> Supplied text
● ● ● ●

Faculty of Engineering
AMY KIM (Civil and Environmental Engineering)
I propose a new graduate class in transportation network modeling, where I can bring my research directly into my classroom through a reversed pedagogical approach of application first followed by the presentation of mathematical models. I will use a model of the Alberta highways and air transportation network developed as part of my ongoing project with Alberta Transportation. I will also consider usage of a (cycling) network model of downtown Edmonton developed as part of my ongoing project with the City of Edmonton. The usual pedagogical approach is to present the theory/concepts/mathematics first, then illustrate these concepts through small toy examples. I want to flip this approach around by getting students to use the network model first, then introducing the concepts afterwards. We will use the network to do numerical calculations and assess results, then present the concepts behind the calculations, for several major categories of ideas introduced.
Faculty of Extension
Increasingly, government, industry and non-profit organizations in Canada are realizing the importance of engaging communities in the development of policies, programs and initiatives that they are affected by. The need for expertise in community engagement (CE) is growing but there is a lack of professional education programs in Canada. The purpose of this project is to conduct research and develop my knowledge and skills in blended learning in order to design an innovative, accessible and practice-based CE certificate for working professionals. This project will be informed by research with a diverse range of professionals and agencies involved with CE, and will build on my knowledge of CE, community-based research, program development and experiential/practice-based learning.

● ● ● ●

> Exercise requirements
A) In the teaching proposals, which network model does the Civil and Environmental Engineering proposal say will be used in the new graduate class?
B) Write the next part of the teaching proposals, continuing on from their final sentence.
The data that follow have no connection to the teaching proposals above.

● ● ● ●

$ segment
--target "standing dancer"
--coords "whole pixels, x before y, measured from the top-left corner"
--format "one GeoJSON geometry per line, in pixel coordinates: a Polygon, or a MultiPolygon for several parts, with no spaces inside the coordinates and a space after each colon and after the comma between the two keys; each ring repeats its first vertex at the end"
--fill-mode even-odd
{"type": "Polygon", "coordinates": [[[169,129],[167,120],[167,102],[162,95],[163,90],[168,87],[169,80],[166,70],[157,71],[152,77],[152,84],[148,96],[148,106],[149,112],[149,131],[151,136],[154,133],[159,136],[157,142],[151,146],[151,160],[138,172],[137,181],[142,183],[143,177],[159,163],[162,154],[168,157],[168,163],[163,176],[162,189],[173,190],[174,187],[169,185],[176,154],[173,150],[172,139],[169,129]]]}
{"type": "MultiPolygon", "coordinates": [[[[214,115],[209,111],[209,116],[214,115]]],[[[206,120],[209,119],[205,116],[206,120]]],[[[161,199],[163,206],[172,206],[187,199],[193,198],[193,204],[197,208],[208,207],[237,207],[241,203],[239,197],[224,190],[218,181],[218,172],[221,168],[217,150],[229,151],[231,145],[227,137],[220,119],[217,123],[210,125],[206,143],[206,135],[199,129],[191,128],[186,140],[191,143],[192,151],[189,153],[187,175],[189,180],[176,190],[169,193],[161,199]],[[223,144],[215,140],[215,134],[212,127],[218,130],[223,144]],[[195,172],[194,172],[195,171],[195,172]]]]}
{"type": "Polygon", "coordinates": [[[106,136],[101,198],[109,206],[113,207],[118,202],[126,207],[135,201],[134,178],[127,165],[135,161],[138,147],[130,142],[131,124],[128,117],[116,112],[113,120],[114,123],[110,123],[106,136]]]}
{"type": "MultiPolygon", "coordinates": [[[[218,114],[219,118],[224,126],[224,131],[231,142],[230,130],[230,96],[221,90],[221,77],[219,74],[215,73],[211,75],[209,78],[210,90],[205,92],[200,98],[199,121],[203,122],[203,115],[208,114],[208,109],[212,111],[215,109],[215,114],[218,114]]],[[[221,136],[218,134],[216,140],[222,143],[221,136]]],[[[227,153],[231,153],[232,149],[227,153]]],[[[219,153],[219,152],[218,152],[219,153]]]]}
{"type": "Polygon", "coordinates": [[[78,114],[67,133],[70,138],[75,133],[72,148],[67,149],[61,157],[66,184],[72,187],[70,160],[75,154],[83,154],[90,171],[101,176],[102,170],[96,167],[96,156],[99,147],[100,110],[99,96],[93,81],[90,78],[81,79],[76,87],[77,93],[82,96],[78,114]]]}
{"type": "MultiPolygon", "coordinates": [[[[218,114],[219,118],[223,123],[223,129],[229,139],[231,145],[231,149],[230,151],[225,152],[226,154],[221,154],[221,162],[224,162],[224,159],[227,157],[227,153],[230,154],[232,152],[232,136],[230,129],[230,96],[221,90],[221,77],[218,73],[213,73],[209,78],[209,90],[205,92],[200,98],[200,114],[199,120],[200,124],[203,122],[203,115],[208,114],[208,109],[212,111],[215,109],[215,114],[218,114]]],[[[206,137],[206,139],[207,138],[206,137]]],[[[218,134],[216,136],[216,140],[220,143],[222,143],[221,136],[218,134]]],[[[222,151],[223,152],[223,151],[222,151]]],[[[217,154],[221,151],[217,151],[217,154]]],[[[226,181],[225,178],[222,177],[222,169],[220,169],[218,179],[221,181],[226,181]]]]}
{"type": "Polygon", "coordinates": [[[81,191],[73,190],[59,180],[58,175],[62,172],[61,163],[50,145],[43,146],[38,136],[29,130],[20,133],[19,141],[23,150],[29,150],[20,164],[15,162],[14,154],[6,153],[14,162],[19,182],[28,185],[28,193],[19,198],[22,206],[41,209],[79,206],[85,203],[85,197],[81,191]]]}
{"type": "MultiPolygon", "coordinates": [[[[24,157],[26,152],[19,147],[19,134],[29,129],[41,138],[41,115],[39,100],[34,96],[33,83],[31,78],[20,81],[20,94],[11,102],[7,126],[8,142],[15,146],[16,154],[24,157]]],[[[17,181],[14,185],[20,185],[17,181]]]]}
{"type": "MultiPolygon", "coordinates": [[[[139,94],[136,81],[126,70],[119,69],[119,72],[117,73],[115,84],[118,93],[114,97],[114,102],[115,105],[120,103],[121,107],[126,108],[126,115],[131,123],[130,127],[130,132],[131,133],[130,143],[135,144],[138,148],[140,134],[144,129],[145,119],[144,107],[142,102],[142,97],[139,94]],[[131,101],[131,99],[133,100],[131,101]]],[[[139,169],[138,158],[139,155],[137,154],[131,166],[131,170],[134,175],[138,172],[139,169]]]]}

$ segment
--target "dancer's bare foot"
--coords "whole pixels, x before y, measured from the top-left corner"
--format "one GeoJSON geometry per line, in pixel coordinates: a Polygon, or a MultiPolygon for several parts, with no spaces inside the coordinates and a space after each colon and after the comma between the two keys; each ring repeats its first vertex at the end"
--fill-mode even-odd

● ● ● ●

> Set of answers
A) A model of the Alberta highways and air transportation network, developed as part of an ongoing project with Alberta Transportation.

B)
School of Public Health
Though the McCalla Professorship I propose to apply my both my research which frames systems for health in the Arctic, and approaches for research that include two eyed seeing, to aspects of my teaching and northern practicum orientations of students within the School of Public Health. I am teaching the Introduction to Health Promotion Research – SPH 503, Foundations of Public Health Research – SPH 555. In addition, I am assisting with student public health practicum placements in Yellowknife, Northwest Territories. The practicum experiences encompass a placement with a northern organization that addresses public health issue. The experience is designed to be reciprocal where students can gain experiences from a host organization to build on their theoretical teachings with practice. In turn practicum placements can support an organization’s capacity to execute or evaluate population and public health initiatives.
Faculty of Science
ELENI STROULIA (Computing Science)
The advancing wave of Internet-of-Things technologies offer great promise towards supporting the delivery of high-quality, personalized, heathcare services through Smart Homes. The objective of my McCalla project is twofold. First, I will design a multi-perspective modeling framework to enable the efficient deployment of the Smart-CondoTM platform, minimizing the required human activities necessary and, consequently, lowering the cost of the adoption of the platform and increasing its potential for real-world impact. Second, I will develop a new version of my Internet-of-Things course, focused on the requirements, methods, and technologies relevant to Smart Homes as technological platforms for supporting healthcare. This work will advance the state-of-the-art in technologies for supporting the functional independence of seniors, and, more generally, frail individuals, enabling them to live in their homes, in sustainable communities of people enjoying high-quality of life.